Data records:
━━━━━━━━

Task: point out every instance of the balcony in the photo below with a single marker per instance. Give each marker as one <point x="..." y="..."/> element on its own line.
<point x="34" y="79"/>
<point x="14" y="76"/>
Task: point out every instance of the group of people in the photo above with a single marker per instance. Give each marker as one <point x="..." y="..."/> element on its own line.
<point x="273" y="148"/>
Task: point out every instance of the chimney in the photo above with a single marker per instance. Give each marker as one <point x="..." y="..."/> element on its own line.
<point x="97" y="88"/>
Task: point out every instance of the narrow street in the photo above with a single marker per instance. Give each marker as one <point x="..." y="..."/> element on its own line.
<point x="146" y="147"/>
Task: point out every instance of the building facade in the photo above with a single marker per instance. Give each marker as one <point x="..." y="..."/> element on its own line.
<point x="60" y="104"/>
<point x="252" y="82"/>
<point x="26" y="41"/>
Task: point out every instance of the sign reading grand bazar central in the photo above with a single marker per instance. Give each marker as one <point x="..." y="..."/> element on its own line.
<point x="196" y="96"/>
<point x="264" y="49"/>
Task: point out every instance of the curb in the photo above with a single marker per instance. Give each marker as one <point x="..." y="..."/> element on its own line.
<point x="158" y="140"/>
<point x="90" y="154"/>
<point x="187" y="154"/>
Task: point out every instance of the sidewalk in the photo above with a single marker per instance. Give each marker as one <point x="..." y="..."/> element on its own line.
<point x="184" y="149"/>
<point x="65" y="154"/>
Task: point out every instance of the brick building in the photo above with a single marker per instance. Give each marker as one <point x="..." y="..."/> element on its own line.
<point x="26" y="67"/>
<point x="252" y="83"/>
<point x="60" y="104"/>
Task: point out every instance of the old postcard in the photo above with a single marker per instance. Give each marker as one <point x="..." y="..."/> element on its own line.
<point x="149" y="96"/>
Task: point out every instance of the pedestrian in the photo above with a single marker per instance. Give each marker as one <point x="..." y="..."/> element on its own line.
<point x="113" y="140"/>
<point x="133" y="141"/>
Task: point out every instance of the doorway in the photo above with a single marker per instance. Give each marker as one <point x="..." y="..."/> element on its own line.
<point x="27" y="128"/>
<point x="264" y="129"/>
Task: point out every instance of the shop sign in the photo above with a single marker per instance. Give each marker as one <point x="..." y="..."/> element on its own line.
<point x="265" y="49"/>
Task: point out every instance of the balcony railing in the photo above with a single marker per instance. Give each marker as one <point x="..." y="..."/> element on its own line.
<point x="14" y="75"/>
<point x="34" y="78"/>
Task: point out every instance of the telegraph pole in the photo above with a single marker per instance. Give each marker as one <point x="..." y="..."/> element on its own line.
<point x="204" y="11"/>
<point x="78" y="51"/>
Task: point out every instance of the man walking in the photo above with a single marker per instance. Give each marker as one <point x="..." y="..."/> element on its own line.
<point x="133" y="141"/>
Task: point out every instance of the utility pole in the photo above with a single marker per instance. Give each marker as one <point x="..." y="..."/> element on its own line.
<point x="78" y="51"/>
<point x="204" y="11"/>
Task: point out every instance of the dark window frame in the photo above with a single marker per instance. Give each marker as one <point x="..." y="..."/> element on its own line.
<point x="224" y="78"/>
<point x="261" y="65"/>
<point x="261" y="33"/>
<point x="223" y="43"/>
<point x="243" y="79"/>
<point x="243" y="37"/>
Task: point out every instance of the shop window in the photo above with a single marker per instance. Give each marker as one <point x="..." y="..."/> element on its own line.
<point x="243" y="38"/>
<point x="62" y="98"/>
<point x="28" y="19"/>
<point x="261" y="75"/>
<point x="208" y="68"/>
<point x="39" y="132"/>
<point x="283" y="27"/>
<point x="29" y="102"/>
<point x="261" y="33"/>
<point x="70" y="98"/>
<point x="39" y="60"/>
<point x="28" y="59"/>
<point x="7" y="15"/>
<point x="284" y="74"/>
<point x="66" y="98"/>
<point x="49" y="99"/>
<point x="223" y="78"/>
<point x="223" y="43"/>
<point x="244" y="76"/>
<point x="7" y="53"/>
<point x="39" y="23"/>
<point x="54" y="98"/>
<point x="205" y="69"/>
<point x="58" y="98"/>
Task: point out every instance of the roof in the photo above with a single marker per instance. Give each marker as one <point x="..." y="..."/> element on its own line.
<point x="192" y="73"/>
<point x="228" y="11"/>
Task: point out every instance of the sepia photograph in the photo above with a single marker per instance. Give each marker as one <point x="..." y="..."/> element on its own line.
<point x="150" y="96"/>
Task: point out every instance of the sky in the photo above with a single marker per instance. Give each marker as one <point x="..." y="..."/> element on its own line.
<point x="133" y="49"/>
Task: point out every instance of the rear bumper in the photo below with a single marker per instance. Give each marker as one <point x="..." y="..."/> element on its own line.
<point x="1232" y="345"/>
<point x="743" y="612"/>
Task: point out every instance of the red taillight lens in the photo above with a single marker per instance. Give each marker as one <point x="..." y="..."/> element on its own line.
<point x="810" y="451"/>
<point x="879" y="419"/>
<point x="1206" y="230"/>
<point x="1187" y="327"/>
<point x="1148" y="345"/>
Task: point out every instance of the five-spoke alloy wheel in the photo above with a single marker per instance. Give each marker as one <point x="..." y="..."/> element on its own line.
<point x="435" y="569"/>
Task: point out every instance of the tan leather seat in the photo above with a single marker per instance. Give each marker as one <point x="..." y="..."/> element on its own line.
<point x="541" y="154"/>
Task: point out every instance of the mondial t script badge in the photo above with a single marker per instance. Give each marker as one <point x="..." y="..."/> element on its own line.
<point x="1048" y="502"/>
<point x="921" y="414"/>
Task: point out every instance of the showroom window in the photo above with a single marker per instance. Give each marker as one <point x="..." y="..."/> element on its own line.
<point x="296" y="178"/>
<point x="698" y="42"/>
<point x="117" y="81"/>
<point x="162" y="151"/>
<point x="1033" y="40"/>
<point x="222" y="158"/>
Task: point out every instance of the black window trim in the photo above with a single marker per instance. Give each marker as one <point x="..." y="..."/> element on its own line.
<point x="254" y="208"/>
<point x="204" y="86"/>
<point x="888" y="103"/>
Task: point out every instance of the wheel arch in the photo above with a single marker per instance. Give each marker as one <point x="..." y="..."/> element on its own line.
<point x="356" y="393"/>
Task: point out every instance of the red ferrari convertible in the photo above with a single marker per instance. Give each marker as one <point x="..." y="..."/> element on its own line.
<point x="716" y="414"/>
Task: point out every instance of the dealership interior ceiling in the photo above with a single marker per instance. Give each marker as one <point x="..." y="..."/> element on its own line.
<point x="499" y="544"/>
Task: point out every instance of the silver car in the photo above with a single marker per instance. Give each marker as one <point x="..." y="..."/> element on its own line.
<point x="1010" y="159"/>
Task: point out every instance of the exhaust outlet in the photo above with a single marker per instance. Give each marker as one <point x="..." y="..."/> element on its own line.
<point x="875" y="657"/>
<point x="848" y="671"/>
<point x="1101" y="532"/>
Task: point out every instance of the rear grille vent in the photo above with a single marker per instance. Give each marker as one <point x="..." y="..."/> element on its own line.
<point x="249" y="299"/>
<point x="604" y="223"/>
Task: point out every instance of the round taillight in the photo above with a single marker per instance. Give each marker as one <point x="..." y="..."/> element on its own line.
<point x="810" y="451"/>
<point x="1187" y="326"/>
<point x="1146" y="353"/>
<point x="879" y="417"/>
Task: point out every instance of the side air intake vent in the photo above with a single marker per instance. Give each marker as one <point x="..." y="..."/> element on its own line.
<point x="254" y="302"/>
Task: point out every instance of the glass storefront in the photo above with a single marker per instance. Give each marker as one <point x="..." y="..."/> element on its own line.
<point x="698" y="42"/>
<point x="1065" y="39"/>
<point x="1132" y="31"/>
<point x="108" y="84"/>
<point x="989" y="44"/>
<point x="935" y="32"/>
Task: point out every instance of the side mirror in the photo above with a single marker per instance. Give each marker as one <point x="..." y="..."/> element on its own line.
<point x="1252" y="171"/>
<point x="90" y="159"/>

━━━━━━━━

Here the answer is the exact run of lines above, from the line with "Task: point out every instance of the side air" down to the last, and nothing else.

EXPECTED OUTPUT:
Task: point out every instance of the side air intake vent in the photo above with a single marker per instance. Give each marker as one <point x="..." y="..."/> element on its own line.
<point x="254" y="302"/>
Task: point out every instance of the glass storefront in the photo above with a single marker per instance. Give each marker as one <point x="..." y="..."/> element on its own line.
<point x="698" y="42"/>
<point x="1065" y="39"/>
<point x="1132" y="31"/>
<point x="108" y="84"/>
<point x="989" y="44"/>
<point x="935" y="32"/>
Task: point out every instance of the side mirror in the photo above with a single marker per instance. Give each marker as one <point x="..." y="..."/> element on its own line.
<point x="1252" y="171"/>
<point x="90" y="159"/>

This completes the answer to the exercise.